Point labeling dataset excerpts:

------------------------------

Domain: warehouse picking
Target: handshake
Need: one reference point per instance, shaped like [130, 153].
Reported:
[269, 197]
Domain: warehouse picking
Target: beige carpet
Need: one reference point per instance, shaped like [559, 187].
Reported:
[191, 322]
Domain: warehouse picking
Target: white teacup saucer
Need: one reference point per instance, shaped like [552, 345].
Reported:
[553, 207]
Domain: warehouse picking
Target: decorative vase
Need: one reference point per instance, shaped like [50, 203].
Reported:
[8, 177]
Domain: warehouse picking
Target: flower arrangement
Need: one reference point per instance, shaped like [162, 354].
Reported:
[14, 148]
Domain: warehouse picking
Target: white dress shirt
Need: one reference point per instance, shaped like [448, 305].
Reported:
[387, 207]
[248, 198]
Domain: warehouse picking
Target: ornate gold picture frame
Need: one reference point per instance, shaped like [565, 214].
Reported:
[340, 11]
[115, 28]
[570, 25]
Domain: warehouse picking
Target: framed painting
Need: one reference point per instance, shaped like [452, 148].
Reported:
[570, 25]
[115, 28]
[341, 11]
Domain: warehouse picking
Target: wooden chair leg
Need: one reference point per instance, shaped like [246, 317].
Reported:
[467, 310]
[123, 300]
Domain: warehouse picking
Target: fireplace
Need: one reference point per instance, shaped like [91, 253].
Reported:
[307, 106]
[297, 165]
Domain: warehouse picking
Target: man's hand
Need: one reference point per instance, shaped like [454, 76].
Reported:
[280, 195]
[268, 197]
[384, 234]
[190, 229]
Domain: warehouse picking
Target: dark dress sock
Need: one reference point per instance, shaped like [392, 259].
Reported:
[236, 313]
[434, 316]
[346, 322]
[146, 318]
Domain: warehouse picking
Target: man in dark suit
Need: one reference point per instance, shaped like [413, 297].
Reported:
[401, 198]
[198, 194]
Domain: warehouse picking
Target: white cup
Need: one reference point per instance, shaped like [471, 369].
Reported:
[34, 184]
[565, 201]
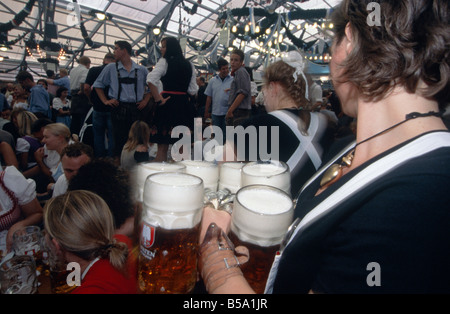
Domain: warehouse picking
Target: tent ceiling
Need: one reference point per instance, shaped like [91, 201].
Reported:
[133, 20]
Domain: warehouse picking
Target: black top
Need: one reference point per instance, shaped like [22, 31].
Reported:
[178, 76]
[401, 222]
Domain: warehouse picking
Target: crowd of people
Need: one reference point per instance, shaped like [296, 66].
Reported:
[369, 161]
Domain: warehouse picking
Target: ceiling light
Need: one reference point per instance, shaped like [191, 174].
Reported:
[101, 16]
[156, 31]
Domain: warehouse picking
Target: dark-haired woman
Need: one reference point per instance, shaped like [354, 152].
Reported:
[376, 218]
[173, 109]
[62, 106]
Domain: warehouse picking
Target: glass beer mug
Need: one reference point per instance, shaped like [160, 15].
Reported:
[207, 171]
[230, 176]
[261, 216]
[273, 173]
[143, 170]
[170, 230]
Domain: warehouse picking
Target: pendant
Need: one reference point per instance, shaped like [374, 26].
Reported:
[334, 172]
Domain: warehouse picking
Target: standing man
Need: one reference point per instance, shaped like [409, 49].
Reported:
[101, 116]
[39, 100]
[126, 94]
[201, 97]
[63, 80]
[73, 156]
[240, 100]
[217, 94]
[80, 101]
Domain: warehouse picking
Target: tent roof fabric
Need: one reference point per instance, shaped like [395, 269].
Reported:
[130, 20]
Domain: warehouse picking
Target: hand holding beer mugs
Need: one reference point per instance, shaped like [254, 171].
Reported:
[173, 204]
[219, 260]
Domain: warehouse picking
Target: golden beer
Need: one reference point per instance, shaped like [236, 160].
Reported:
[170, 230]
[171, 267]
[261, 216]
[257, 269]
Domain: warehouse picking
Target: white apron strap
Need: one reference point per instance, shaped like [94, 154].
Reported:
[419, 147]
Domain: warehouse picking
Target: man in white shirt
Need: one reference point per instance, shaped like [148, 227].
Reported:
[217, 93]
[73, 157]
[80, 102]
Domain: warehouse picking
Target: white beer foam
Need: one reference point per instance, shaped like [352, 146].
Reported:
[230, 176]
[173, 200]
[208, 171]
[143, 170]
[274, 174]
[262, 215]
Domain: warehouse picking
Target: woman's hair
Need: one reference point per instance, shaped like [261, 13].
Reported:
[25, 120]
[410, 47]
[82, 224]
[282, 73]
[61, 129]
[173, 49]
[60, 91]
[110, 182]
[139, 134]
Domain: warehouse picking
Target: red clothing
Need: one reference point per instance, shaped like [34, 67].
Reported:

------------------------------

> [DIRECTIONS]: Make an exact copy of every record, pictures excluded.

> [RESPONSE FOR THIS EXERCISE]:
Domain: warehouse picking
Target: handshake
Need: one reference point per instance, shaped like [130, 153].
Reported:
[269, 197]
Domain: warehouse picking
Target: beige carpet
Need: one reference point per instance, shaped like [559, 187].
Reported:
[191, 322]
Domain: warehouse picking
Target: white teacup saucer
Need: one reference point per instance, shaped like [552, 345].
Reported:
[553, 207]
Domain: warehouse picking
Target: decorative vase
Need: one reference point per instance, shaped like [50, 203].
Reported:
[8, 177]
Domain: warehouse picking
Target: flower arrangement
Need: one reference point per instance, shaped like [162, 354].
Reported:
[14, 148]
Domain: warehouse picking
Target: white dress shirt
Need: one reference point per instance, shaped like [448, 305].
Reported:
[387, 207]
[248, 198]
Domain: warehouse picking
Target: ornate gold picture frame
Need: one reference point per instance, shaped like [565, 214].
Reported:
[340, 11]
[115, 28]
[570, 25]
Domain: warehouse picking
Target: framed painting
Need: one reference point per instance, shaped like [452, 148].
Reported:
[570, 25]
[115, 28]
[341, 11]
Domain: warehouse picking
Target: wooden chair leg
Need: one reference point per instance, shaped like [246, 317].
Reported:
[467, 310]
[123, 300]
Domain: warehouse picking
Target: fireplace
Need: one reference point per instance, shaped like [91, 253].
Reported:
[307, 106]
[297, 165]
Domain: warehouse picking
Target: man's hand
Need: one reference point per instance, shaped like [454, 76].
Reported:
[280, 195]
[268, 197]
[384, 234]
[190, 229]
Domain: warehouse picking
Target: dark dress sock
Need: one reference point per instance, shaped like [392, 259].
Reported:
[236, 313]
[434, 316]
[346, 322]
[146, 318]
Domain: warehouse picking
Target: man in dark suit
Need: one reference point per instance, shaped like [413, 297].
Reported:
[401, 198]
[198, 194]
Domain: warehouse picking
Target: white cup
Need: one reference point per instance, shaped like [471, 369].
Reported:
[34, 184]
[565, 201]
Domain: warehouse picking
Target: tent ceiling
Need: one reference point per instance, shaped like [91, 201].
Reported:
[133, 20]
Domain: warehouse picking
Target: black top
Need: one reference point per instance, shaped like [22, 31].
Reported:
[178, 76]
[401, 222]
Domain: warehouse picking
Target: crowd of people
Need: one reference point per instance, shaped like [296, 66].
Reported:
[369, 161]
Domain: warehouse picking
Target: ceiling light
Need: one reference point per instance, shaped like [191, 174].
Reported:
[101, 16]
[156, 31]
Domain: warehouse picking
Target: dark-haired woman
Need: one reference point per instance, shaped like [354, 152].
Reported:
[376, 218]
[173, 109]
[62, 106]
Domain: warehouse picking
Target: glass beer mug
Need: one reference point per instance, shaped like [160, 15].
Reported:
[207, 171]
[230, 176]
[261, 216]
[273, 173]
[143, 170]
[170, 230]
Domain: warehouse picking
Target: pendant
Need: one reference point per instance, shaped like [374, 26].
Reported:
[334, 172]
Domain: warehouse picking
Target: standing man
Need: one reference point per instance, shaped like [409, 49].
Reported:
[101, 116]
[39, 100]
[126, 94]
[201, 97]
[63, 80]
[73, 156]
[240, 100]
[217, 94]
[80, 101]
Domain: warehouse picking
Target: tent roof fabric
Need: one reference point per instance, shaped like [395, 269].
Reported:
[130, 20]
Domain: warehouse picking
Target: hand holding beer mugs
Need: one reference point per instance, shaped like [254, 171].
Reported:
[173, 204]
[219, 260]
Domain: warehouse picking
Target: golden beer
Need: one reference point per instance, shaped like [236, 160].
Reported:
[170, 230]
[171, 267]
[261, 216]
[257, 269]
Domain: warehouse picking
Target: white apron strap
Need: one reference point per instance, shaped like [94, 154].
Reported:
[419, 147]
Domain: warehouse picking
Target: man in white shirt
Need: one reference point per instance, shaped like [148, 227].
Reported:
[217, 93]
[73, 157]
[80, 102]
Domain: warehouse picking
Target: white beer foam
Need: one reference point per instance, shaped like [352, 146].
Reported:
[230, 176]
[173, 200]
[208, 171]
[143, 170]
[274, 174]
[262, 215]
Domain: warehouse picking
Target: woman's hair
Need: one reference point per instance, shaped like [261, 13].
Reported:
[25, 120]
[410, 47]
[82, 224]
[282, 73]
[61, 129]
[173, 49]
[60, 91]
[110, 182]
[139, 134]
Domain: warehouse picking
Target: red clothing
Need: one reference point per instance, shaped like [34, 67].
Reported:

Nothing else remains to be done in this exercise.